YOUR INSTRUCTIONS >>
Print every entry word for word, but omit the pictures.
================================
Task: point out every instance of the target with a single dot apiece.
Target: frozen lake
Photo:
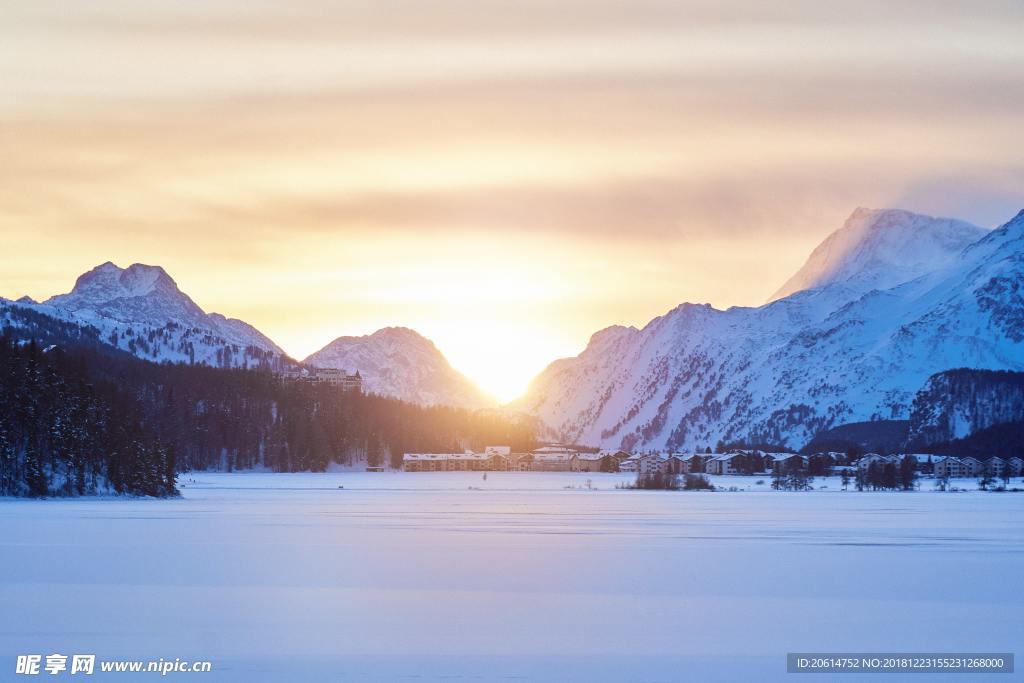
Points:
(417, 577)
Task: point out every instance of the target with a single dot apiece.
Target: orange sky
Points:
(505, 177)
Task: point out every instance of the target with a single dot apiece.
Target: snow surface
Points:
(446, 575)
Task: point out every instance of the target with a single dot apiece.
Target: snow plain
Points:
(427, 577)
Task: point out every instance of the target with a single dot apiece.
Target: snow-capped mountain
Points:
(141, 310)
(857, 346)
(402, 364)
(879, 249)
================================
ANSWER FOR THE TASK >>
Task: point out every instance of the target with a single dot apiece.
Target: frozen lake
Photo:
Points:
(417, 577)
Task: point out every instance of the target with a single dot apiece.
Target: orange sky
Points:
(505, 177)
Task: point out every instance of the target with a single dot apiece.
Target: snow surface
Points:
(446, 575)
Task: point out every instance of the target with a single dot apiece.
Target: snow plain
Points:
(427, 577)
Task: point out every instance of the target with a single dot apiece.
Target: snow-capped mountain
Points:
(141, 310)
(857, 346)
(402, 364)
(879, 249)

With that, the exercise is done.